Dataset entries
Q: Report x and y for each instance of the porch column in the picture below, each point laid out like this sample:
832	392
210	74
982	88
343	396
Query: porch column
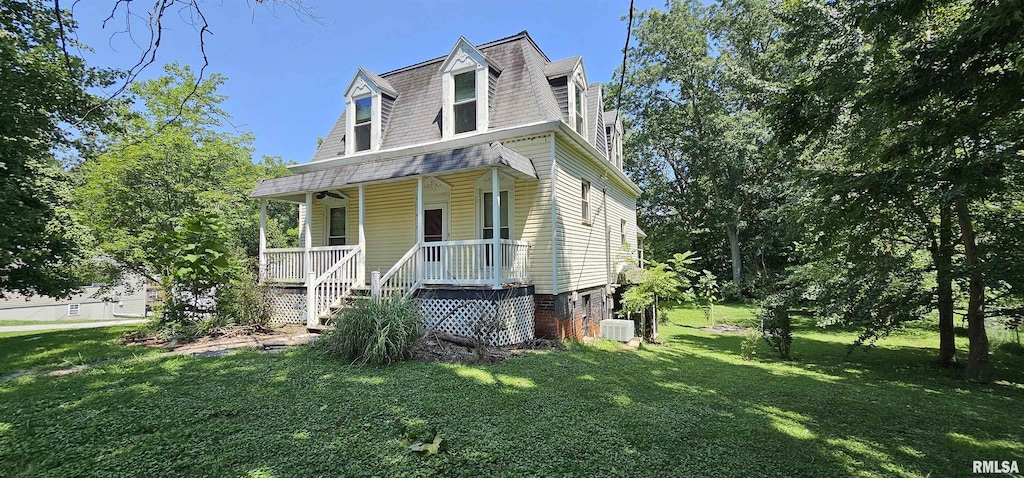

> _What you need to do_: Copy out the entries above word for word, leaving out the pictures.

> _Right answer_:
Q: Report x and y for each instance of the porch column in the picture below, each point laid out like this sample:
832	392
210	74
982	88
343	396
Query: porch column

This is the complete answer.